INSTRUCTIONS TO FOLLOW:
Could you repeat the records shown below exactly as written?

Point localization data:
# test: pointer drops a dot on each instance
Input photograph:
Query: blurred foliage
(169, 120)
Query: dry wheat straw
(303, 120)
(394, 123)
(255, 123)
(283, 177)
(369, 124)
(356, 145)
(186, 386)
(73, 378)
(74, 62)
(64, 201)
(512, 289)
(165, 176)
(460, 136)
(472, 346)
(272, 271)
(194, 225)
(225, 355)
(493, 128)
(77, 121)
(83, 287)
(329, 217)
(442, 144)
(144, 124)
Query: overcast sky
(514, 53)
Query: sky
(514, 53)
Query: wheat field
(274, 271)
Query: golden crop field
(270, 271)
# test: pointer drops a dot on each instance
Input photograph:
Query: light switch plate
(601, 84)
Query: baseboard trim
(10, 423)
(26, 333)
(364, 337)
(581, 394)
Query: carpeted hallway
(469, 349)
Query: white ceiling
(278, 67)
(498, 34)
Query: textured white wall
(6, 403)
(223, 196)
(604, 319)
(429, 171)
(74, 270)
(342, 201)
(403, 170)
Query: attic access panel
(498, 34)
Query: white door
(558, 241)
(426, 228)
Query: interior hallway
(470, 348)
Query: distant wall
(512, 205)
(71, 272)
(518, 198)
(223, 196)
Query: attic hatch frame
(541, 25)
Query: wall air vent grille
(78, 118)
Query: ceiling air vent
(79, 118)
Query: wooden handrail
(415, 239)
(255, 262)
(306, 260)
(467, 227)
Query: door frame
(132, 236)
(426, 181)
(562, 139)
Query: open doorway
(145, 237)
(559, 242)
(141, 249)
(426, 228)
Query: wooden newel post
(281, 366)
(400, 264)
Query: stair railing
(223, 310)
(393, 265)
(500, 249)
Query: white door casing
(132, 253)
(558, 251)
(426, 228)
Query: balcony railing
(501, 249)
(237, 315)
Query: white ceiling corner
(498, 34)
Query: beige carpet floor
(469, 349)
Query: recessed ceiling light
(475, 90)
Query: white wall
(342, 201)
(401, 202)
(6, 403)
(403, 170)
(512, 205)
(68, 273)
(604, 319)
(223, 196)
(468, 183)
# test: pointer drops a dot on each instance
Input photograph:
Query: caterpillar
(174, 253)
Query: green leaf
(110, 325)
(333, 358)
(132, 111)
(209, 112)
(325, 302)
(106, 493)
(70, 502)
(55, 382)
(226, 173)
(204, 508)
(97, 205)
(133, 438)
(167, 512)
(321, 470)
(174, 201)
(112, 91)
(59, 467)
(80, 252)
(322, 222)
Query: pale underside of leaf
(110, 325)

TASK SOLUTION:
# test: pointer drops a dot on each instance
Input photograph:
Query: blurred foliage
(169, 120)
Query: dry wheat straw
(303, 120)
(394, 123)
(255, 123)
(283, 177)
(369, 124)
(356, 145)
(186, 386)
(73, 378)
(74, 62)
(64, 201)
(512, 289)
(165, 176)
(460, 136)
(472, 346)
(272, 271)
(194, 225)
(225, 355)
(493, 128)
(77, 121)
(83, 287)
(329, 217)
(442, 144)
(144, 124)
Query: overcast sky
(514, 53)
Query: sky
(514, 53)
Query: wheat field
(274, 271)
Query: golden crop field
(270, 271)
# test: pointer drops a dot on each instance
Input photograph:
Query: light switch plate
(601, 84)
Query: baseboard trim
(10, 423)
(26, 333)
(364, 337)
(581, 394)
Query: carpeted hallway
(469, 349)
Query: white ceiling
(278, 67)
(498, 34)
Query: textured white wall
(6, 403)
(223, 196)
(604, 319)
(429, 171)
(74, 270)
(342, 201)
(403, 170)
Query: attic access panel
(498, 34)
Query: white door
(558, 241)
(426, 228)
Query: interior hallway
(470, 348)
Query: distant wall
(512, 205)
(71, 272)
(518, 198)
(223, 196)
Query: attic hatch frame
(541, 25)
Query: wall air vent grille
(78, 118)
Query: ceiling air vent
(79, 118)
Query: wooden handrail
(415, 239)
(255, 262)
(306, 260)
(467, 227)
Query: door frame
(132, 236)
(426, 181)
(562, 139)
Query: open doorway
(145, 237)
(559, 242)
(141, 249)
(426, 228)
Query: wooden newel post
(281, 366)
(400, 264)
Query: stair railing
(223, 310)
(393, 265)
(500, 249)
Query: white door casing
(132, 253)
(558, 251)
(426, 228)
Query: balcony railing
(501, 249)
(237, 315)
Query: white ceiling corner
(498, 34)
Query: beige carpet floor
(469, 349)
Query: recessed ceiling light
(475, 90)
Query: white wall
(342, 201)
(401, 202)
(6, 403)
(403, 170)
(512, 205)
(68, 273)
(604, 319)
(223, 196)
(468, 183)
# test: pointer drops a dot on each instance
Input photograph:
Query: caterpillar
(174, 253)
Query: green leaf
(110, 325)
(333, 358)
(132, 111)
(209, 112)
(325, 302)
(106, 493)
(70, 502)
(55, 382)
(226, 173)
(204, 508)
(97, 205)
(133, 438)
(167, 512)
(321, 470)
(174, 201)
(112, 91)
(59, 467)
(80, 252)
(322, 222)
Query: pale underside of leaf
(110, 325)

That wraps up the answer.